## EXERCISE INPUTS
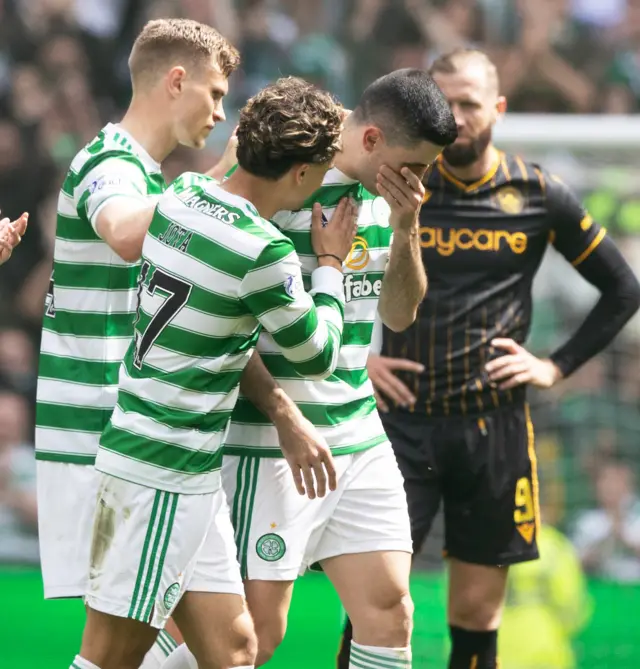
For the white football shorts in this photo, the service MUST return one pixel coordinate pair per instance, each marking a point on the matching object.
(66, 507)
(145, 548)
(280, 534)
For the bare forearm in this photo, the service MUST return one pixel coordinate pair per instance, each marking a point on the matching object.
(262, 390)
(405, 282)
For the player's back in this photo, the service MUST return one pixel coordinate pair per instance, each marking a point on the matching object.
(208, 258)
(91, 299)
(342, 406)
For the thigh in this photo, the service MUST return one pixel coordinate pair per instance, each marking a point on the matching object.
(217, 629)
(112, 642)
(66, 507)
(491, 491)
(415, 448)
(476, 595)
(367, 582)
(144, 548)
(370, 514)
(273, 523)
(269, 603)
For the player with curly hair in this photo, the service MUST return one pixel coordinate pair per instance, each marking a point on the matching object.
(214, 272)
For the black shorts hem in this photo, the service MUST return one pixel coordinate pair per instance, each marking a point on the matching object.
(504, 560)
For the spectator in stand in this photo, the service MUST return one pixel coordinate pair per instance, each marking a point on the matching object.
(608, 537)
(18, 515)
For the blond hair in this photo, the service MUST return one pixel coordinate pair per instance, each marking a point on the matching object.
(164, 43)
(288, 123)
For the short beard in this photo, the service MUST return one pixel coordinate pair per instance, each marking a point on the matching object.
(463, 155)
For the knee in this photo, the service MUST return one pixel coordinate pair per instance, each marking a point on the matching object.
(243, 643)
(270, 635)
(475, 609)
(386, 622)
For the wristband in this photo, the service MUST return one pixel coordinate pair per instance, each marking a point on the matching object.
(330, 255)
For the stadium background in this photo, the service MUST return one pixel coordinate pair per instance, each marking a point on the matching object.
(63, 74)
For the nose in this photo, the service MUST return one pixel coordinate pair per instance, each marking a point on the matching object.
(458, 116)
(218, 114)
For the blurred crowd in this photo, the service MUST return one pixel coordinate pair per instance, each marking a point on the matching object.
(63, 74)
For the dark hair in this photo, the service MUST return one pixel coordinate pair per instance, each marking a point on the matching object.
(452, 61)
(408, 106)
(288, 123)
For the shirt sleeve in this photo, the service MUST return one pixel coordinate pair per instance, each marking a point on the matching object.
(573, 232)
(595, 256)
(307, 327)
(115, 177)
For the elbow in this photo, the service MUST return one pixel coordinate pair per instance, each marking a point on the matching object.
(399, 322)
(628, 296)
(128, 246)
(129, 253)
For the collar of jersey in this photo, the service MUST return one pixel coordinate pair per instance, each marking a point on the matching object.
(335, 177)
(234, 200)
(150, 164)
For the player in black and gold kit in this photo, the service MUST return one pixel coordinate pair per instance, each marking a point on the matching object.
(459, 422)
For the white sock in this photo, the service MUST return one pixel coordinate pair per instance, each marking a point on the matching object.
(81, 663)
(180, 658)
(163, 646)
(373, 657)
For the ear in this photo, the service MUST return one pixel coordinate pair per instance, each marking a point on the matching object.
(300, 173)
(371, 137)
(175, 80)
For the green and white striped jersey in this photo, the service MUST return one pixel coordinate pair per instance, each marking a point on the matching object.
(91, 300)
(213, 273)
(342, 407)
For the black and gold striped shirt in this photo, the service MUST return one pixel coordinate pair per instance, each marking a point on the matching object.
(482, 244)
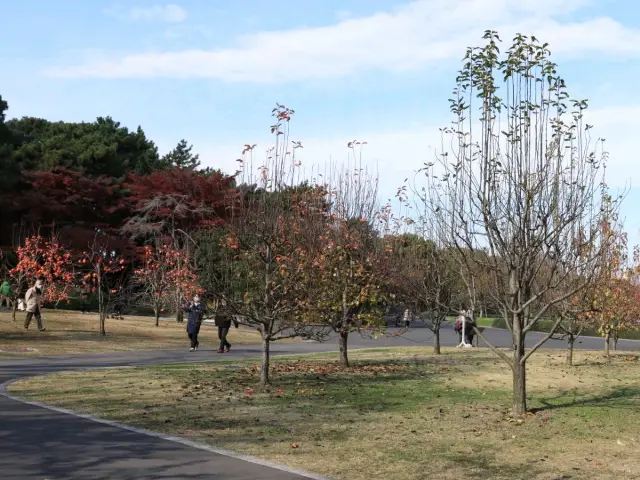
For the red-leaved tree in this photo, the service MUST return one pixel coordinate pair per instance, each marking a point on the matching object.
(46, 259)
(164, 271)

## YOUR OBJECTIVE
Take only the line containing "For the dark" and every line after it to the end of the entries, and copy them exactly, pictures excluded.

## RESULT OF THE EXERCISE
For the dark hair in this photo, the service MUST return one pixel coordinate pair per instance, each marking a point on the matching object.
(452, 61)
(408, 106)
(288, 123)
For the shirt sleeve in this photo, the service MUST return one pixel coordinate pair per instance, each marking a point on the matching object.
(573, 232)
(595, 256)
(307, 327)
(115, 177)
For the elbow in this photo, the service MUST return one pixel coordinate pair per instance, each marking a point on the matching object.
(399, 322)
(628, 296)
(128, 246)
(129, 253)
For the collar of jersey in this photo, the service MUST return one pixel coordinate pair per instance, each marking a point on the matching object.
(335, 177)
(234, 200)
(150, 164)
For the player in black and gold kit in this photo, the service MUST return one pixel coordinate pair per instance, each marking a point on the matching object.
(459, 422)
For the white sock in this photo, the service MUST return one pixel coordinate pair per instance, each marking a point on the matching object.
(81, 663)
(180, 658)
(163, 646)
(373, 657)
For the ear in this photo, the service MUST return one pixel coordinate pair per instance, each marking a point on the matching object.
(300, 173)
(371, 137)
(175, 80)
For the green and white striped jersey in this photo, the service MUST return one pixel coordinate pair per instance, each marking a point on the matching object.
(91, 300)
(213, 273)
(342, 407)
For the black and gold striped shirt in this photo, the service MUST return one pixel coordinate pair per instance, each marking a point on the matching object.
(482, 244)
For the red-leaved tree in this photo, the service MUST return one pixel coordinate pair per instance, each marking a point on the matching object.
(46, 259)
(164, 271)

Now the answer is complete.